##### EXTRAIT DU DOCUMENT
Procédure d’adoption et procès équitable
Retour sur le champ d’application et la portée du principe du contradictoire (comm. ss CEDH, 25 septembre 2012, Novo et Silva c/ Portugal, requête n° 53615/08)
Par Géraldine Vial
A l’occasion d’une procédure d’adoption, la Cour européenne prononce la violation de l’article 6 en raison notamment du caractère tardif de la connaissance d’une information par les requérants ; information sur laquelle le tribunal s’était fondé, sans le mentionner.
Consacré par les juges européens comme le garant du droit pour tout citoyen à une bonne justice, le droit à un procès équitable donne lieu à un important contentieux. L’arrêt Novo et Silva contre Portugal, rendu le 25 septembre 2012, s’y inscrit. S’il ne remet pas en cause la jurisprudence constante de la Cour en ce domaine, cet arrêt revient sur certaines exigences du procès équitable, plus précisément, sur le champ d’application et la portée du principe du contradictoire.
Les faits. Les requérants avaient entamé une procédure d’adoption et avaient obtenu leur agrément auprès des services sociaux portugais. Ils furent ensuite informés de la possibilité concrète de l’adoption d’un enfant. Puis, les services sociaux leur indiquèrent que cette adoption leur était refusée, au motif qu’ils ne correspondaient pas au « profil nécessaire ». Le couple de requérants forma alors un recours auprès des services sociaux, qui fut transmis au tribunal des affaires familiales de Lisbonne. Au même moment, un autre tribunal décidait du placement de l’enfant dans une autre famille en vue de son adoption. Les requérants saisirent ainsi la Cour européenne pour violation de l’article 6 § 1. Plus précisément, ils invoquèrent le non-respect des exigences du procès équitable, au regard de la durée de la procédure, mais également de l’absence de communication de toutes les pièces du dossier. Ces deux arguments sont ici retenus par la Cour, qui estime que les exigences du procès équitable n’ont pas été respectées et condamne l’Etat portugais pour violation de l’article 6.
##########
CONSIGNE:
Dans le paragraphe de l'extrait qui commence par « Les faits. », relevez dans l'ordre toutes les actions que les requérants ont eux-mêmes accomplies.
##### ENTRÉES
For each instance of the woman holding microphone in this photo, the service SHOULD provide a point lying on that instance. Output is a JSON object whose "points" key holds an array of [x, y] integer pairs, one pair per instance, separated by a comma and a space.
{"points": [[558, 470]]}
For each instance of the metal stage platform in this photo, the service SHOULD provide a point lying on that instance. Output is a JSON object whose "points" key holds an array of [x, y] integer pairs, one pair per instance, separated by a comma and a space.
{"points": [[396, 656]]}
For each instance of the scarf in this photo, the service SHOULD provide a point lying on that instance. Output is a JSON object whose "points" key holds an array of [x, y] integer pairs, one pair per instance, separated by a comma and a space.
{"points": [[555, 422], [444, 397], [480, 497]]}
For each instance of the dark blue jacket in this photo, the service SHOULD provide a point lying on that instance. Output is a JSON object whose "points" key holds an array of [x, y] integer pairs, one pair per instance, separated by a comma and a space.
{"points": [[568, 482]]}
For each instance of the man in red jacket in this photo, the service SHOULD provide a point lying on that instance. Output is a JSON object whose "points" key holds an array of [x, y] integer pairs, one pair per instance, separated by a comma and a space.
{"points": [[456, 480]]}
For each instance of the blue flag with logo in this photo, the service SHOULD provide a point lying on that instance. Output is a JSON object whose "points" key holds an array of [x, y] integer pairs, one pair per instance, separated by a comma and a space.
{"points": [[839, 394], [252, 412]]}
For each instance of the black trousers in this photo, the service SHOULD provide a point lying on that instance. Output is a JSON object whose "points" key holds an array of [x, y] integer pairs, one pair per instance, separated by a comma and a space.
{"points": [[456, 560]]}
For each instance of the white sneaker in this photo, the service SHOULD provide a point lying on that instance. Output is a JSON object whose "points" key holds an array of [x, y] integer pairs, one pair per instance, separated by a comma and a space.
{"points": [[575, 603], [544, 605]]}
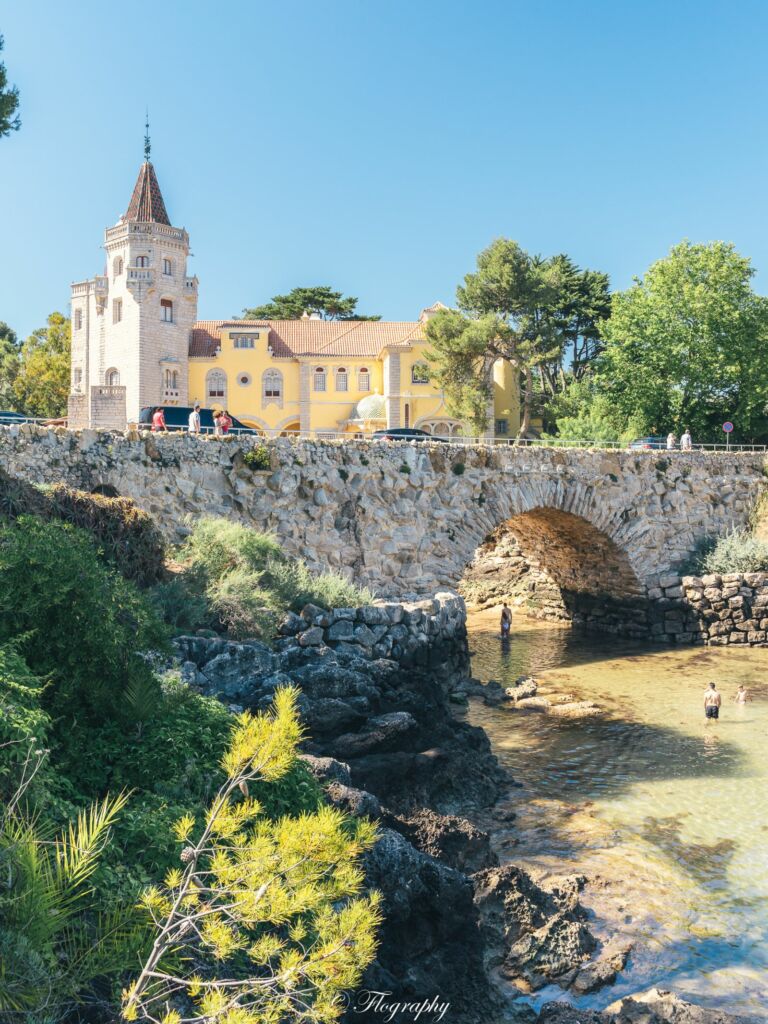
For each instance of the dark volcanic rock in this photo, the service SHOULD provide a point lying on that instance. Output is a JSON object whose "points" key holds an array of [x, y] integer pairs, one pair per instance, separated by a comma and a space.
{"points": [[534, 935], [452, 840], [358, 803], [430, 940], [653, 1007]]}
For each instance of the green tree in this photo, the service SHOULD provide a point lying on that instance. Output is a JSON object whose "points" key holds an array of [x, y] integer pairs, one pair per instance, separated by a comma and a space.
{"points": [[9, 363], [80, 624], [275, 906], [687, 345], [530, 311], [321, 300], [9, 120], [53, 944], [42, 385]]}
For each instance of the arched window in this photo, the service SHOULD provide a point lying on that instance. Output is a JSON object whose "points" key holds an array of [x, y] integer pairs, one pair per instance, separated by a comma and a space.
{"points": [[216, 386], [271, 387]]}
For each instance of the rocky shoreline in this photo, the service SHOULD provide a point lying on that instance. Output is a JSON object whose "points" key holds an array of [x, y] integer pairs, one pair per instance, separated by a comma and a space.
{"points": [[460, 929]]}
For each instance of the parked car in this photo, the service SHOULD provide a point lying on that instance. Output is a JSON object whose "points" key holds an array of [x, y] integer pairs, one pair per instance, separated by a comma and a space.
{"points": [[177, 418], [647, 443], [404, 434]]}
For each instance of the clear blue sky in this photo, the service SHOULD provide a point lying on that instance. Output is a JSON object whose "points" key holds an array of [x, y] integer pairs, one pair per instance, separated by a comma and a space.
{"points": [[377, 146]]}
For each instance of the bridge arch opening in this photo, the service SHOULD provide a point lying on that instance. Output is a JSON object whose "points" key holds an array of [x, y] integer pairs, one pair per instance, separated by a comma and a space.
{"points": [[557, 565]]}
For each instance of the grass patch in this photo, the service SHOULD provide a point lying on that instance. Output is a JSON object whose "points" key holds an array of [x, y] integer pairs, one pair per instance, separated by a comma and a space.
{"points": [[248, 584], [737, 551]]}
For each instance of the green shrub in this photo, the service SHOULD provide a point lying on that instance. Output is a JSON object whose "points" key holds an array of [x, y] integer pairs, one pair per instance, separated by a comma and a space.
{"points": [[217, 546], [79, 622], [242, 605], [249, 583], [180, 602], [24, 724], [126, 536], [257, 458], [737, 551], [293, 586]]}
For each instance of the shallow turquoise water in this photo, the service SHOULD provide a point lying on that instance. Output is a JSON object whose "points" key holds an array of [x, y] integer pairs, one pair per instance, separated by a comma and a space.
{"points": [[668, 813]]}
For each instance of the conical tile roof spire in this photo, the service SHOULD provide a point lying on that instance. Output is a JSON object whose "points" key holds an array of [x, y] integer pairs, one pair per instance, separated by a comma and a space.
{"points": [[146, 202]]}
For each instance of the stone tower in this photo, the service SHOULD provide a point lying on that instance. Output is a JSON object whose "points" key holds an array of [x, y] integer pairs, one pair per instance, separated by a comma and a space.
{"points": [[131, 328]]}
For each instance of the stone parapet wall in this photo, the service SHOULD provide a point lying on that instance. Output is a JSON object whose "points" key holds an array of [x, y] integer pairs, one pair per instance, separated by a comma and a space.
{"points": [[401, 517]]}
##########
RÉPONSE COMPLÈTE:
1. Ils ont entamé une procédure d'adoption.
2. Ils ont obtenu leur agrément auprès des services sociaux portugais.
3. Ils ont formé un recours auprès des services sociaux.
4. Ils ont saisi la Cour européenne pour violation de l'article 6 § 1.
5. Ils ont invoqué le non-respect des exigences du procès équitable, au regard de la durée de la procédure et de l'absence de communication de toutes les pièces du dossier.